_Excerpted text_.
= = = = =

Bill Gates pledges US$500 million to global AIDS fund

Thursday, 10 August 2006
Agençe France-Presse

GENEVA, 10 August 2006 - The Bill and Melinda Gates Foundation has pledged US$500 million to the Global Fund to Fight AIDS, Tuberculosis and Malaria, the fund has announced.

The promise came in the runup to the 16th International AIDS Conference, opening in the Canadian city of Toronto on Sunday. The money will be paid in annual amounts of US$100 million, with 2006 as the starting year.

"The Global Fund is one of the most important health initiatives in the world today," Bill Gates, the world's richest man, was quoted in a fund press release as saying. "The fund has an excellent track record, and we need to do everything we can to support its continued success, which will save millions of lives."

Gates is to speak at the opening ceremony of the six-day AIDS conference in Toronto, where a record attendance of some 20,000 researchers, public-health experts and campaigners is expected.

The Global Fund was created in January 2002 by United Natons Secretary-General Kofi Annan to coax funds from governments, business and private donors and channel this money into local projects in poor nations.
Gates, chairman of the software giant Microsoft Corp, kicked off the fund with an initial contribution of US$100 million.

He pledged an additional US$50 million in 2004, which means that the latest pledge will bring his contributions to US$650 million.

His charity - the world's biggest philanthropic organisation, with an endowment of more than US$29 billion - last month also promised US$287 million in research funds for an HIV vaccine, in a separate initiative.

In a teleconference with journalists, Richard Feachem, the fund's executive director, praised the Gates Foundation for making "a very strong vote of confidence" in his organisation. "It will help save millions of lives."

= = = = =

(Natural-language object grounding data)
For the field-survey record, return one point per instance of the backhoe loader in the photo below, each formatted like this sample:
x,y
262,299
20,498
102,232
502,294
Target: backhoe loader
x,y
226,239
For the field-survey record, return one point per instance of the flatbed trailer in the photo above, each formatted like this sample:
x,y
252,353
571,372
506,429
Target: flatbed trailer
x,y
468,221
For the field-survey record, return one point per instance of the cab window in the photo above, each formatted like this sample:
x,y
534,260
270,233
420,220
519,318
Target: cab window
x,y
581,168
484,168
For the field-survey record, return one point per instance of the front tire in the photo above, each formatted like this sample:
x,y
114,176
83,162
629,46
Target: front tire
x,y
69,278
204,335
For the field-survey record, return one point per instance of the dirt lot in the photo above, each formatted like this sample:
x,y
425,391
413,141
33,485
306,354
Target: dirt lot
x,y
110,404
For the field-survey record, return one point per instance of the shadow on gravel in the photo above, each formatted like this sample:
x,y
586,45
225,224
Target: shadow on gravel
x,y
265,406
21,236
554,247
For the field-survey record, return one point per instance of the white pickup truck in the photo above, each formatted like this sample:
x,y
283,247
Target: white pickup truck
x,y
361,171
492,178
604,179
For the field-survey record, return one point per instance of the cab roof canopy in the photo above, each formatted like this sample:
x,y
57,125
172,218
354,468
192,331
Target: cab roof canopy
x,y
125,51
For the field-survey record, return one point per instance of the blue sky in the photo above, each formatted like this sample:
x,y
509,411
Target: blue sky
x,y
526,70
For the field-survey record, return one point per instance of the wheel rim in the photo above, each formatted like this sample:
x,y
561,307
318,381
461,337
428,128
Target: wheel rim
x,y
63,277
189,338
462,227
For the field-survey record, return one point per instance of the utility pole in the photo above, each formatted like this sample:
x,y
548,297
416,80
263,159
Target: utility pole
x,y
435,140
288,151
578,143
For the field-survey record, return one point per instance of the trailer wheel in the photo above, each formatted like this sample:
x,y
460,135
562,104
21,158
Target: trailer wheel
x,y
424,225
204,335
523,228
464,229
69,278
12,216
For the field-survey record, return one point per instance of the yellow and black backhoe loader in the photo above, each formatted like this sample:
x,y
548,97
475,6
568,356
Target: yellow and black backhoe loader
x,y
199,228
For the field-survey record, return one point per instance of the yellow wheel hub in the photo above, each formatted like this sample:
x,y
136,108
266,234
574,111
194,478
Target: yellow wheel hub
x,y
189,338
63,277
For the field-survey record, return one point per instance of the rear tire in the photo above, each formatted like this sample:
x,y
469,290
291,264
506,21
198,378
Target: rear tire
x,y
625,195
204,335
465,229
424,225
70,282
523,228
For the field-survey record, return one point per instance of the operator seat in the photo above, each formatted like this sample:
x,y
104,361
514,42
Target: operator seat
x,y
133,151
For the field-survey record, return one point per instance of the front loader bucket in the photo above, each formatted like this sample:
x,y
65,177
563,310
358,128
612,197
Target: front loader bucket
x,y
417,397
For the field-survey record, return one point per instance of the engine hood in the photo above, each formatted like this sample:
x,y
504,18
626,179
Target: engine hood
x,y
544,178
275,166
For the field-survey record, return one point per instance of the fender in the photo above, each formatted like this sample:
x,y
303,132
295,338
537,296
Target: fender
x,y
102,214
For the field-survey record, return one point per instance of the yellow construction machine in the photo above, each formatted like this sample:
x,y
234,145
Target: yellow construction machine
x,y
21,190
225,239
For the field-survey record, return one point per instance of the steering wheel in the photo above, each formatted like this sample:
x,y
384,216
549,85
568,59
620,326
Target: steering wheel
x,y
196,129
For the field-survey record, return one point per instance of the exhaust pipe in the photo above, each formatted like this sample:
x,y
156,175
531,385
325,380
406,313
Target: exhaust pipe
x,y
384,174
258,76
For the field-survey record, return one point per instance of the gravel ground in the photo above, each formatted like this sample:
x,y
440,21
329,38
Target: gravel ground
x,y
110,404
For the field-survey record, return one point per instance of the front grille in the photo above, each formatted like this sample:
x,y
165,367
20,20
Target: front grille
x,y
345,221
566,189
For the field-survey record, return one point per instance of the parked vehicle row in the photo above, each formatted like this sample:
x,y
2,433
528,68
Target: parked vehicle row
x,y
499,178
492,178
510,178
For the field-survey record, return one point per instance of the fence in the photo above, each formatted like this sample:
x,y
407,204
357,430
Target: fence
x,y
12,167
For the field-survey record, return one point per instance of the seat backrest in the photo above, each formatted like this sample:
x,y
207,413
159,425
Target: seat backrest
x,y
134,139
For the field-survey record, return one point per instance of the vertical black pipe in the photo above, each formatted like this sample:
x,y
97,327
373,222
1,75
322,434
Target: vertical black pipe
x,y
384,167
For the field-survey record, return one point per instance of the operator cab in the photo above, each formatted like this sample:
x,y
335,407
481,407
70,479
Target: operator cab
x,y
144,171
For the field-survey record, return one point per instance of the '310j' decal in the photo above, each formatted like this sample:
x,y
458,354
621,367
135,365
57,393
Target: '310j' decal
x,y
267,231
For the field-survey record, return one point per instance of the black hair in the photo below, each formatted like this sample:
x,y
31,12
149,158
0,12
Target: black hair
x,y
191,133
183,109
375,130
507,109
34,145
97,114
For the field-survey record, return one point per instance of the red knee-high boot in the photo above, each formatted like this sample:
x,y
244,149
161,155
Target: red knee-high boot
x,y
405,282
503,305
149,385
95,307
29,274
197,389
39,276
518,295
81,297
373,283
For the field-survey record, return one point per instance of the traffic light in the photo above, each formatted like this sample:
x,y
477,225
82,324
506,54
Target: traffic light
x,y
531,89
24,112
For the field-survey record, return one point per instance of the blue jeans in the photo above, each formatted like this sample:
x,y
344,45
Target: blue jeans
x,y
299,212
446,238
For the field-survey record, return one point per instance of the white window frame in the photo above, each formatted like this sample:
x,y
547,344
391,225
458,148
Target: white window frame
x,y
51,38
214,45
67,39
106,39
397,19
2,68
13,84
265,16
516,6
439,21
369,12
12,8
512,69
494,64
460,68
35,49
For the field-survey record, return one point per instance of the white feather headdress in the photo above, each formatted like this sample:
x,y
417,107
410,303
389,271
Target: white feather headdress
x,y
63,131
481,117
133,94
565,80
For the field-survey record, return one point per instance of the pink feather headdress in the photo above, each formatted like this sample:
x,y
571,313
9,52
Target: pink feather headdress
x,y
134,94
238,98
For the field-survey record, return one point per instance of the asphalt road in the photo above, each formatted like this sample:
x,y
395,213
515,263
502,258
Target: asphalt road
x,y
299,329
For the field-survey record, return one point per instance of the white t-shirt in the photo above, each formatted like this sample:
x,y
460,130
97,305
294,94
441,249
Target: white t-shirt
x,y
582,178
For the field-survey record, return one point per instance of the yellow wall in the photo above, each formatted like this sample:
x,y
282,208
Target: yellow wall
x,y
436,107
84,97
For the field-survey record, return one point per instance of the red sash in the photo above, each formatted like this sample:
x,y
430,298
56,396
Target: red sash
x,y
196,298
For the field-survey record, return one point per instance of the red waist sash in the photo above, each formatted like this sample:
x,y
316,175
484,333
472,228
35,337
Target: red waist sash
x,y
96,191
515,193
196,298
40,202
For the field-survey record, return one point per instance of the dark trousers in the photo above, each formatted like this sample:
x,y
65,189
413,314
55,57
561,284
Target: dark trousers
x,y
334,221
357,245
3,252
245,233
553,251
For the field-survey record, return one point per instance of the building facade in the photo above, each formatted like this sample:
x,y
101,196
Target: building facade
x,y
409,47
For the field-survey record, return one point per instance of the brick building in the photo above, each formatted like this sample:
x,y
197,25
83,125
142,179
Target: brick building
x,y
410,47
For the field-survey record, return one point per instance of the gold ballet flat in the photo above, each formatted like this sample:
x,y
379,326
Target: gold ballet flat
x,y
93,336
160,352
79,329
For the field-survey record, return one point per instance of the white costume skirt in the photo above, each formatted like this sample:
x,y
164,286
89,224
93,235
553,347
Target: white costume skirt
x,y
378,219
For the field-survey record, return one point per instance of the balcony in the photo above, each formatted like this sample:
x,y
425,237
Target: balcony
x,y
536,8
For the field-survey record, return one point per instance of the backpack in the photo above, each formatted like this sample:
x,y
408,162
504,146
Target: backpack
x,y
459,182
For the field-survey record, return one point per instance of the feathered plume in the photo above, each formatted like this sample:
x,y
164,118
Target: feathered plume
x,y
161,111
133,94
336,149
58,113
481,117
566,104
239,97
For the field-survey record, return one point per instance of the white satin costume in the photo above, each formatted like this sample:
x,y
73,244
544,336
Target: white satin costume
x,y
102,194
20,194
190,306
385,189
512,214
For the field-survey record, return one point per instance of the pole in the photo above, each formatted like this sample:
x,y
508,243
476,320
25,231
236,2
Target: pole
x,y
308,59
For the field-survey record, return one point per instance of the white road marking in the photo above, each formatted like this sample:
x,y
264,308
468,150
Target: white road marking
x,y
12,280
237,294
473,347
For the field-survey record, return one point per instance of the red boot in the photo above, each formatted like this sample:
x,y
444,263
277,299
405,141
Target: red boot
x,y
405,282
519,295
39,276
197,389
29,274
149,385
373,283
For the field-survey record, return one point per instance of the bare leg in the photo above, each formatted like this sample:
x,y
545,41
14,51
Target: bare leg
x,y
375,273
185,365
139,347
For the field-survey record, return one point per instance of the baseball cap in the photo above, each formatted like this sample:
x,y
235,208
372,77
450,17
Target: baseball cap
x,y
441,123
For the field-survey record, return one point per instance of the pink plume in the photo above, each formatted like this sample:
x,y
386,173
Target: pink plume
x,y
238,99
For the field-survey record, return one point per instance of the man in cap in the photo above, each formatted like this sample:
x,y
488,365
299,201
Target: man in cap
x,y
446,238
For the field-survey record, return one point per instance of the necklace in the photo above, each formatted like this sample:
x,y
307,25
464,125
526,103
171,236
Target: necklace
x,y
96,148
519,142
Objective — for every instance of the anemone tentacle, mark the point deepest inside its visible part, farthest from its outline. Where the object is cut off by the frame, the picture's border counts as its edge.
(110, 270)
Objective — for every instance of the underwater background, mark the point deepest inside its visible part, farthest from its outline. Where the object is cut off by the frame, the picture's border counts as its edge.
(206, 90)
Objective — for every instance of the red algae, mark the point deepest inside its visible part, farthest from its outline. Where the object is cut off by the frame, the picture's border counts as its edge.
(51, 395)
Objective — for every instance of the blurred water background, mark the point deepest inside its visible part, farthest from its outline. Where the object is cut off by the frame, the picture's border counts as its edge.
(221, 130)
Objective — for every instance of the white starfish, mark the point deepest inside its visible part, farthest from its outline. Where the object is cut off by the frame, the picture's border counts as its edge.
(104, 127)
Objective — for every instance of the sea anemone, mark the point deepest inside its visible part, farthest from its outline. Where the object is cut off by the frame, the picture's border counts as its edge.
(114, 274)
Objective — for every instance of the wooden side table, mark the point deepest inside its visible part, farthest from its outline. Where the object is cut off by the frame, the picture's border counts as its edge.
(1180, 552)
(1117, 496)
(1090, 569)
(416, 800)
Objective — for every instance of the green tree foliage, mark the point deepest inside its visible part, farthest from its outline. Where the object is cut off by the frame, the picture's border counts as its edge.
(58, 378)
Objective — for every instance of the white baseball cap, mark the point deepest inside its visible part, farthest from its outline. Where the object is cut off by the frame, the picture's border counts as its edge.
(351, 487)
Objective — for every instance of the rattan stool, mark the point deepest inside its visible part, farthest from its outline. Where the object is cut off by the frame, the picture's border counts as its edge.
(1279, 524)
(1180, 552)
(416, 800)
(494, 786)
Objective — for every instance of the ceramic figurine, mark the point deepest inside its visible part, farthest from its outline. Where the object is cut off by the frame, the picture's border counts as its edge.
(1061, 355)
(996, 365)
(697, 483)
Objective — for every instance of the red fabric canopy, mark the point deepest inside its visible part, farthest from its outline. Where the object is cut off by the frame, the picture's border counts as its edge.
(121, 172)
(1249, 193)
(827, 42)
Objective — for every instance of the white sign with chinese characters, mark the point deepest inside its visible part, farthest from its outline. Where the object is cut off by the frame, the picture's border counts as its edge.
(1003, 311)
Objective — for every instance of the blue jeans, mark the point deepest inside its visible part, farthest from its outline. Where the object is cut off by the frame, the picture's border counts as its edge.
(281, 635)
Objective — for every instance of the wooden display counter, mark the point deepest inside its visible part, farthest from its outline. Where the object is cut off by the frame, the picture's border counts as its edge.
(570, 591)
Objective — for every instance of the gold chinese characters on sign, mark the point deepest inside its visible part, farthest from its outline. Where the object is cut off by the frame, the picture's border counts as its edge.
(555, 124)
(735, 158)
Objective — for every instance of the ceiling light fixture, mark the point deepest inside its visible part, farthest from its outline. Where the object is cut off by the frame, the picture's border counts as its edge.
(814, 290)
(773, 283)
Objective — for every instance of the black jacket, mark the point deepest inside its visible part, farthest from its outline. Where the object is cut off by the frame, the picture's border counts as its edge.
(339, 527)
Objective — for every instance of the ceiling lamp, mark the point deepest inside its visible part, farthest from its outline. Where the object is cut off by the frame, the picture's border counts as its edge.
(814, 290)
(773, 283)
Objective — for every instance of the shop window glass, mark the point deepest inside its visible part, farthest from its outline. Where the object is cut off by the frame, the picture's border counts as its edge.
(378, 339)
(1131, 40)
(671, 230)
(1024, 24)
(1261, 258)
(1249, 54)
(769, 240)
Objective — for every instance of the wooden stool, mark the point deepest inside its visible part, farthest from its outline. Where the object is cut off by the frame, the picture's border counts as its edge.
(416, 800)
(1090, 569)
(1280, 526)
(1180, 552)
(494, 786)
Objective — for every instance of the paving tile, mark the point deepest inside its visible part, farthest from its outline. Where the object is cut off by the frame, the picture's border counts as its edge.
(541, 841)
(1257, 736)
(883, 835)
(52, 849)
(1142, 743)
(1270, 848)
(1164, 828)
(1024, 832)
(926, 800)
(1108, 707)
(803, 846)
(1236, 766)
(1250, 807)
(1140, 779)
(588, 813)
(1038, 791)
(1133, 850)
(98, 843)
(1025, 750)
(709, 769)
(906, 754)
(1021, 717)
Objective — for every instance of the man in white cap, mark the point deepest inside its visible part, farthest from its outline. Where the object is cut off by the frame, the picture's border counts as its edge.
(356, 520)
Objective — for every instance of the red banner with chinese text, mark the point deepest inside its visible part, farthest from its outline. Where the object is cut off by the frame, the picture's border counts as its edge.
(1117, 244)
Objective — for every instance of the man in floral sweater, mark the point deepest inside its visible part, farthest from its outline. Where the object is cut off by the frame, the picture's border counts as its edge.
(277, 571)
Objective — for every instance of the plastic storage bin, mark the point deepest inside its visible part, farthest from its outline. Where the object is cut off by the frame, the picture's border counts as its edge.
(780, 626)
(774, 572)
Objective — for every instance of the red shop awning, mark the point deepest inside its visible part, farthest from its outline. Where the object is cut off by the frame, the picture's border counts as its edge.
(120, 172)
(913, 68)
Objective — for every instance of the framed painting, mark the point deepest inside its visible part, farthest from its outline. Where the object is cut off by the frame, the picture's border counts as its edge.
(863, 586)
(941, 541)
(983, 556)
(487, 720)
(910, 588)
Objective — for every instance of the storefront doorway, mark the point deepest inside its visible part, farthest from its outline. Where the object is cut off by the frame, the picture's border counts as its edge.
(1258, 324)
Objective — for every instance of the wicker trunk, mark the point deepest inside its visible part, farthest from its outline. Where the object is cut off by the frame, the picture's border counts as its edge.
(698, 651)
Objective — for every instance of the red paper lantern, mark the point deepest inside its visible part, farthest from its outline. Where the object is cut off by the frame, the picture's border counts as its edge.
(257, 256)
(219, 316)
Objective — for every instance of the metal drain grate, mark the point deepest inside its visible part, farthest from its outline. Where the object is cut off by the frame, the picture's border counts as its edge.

= = = = =

_Work item_. Using the news article on the Gates pledge, list every person the article names, along with the title or position it gives each one.

_Expected answer_.
- Bill Gates: chairman of the software giant Microsoft Corp (also called the world's richest man)
- Kofi Annan: United Nations Secretary-General
- Richard Feachem: the fund's executive director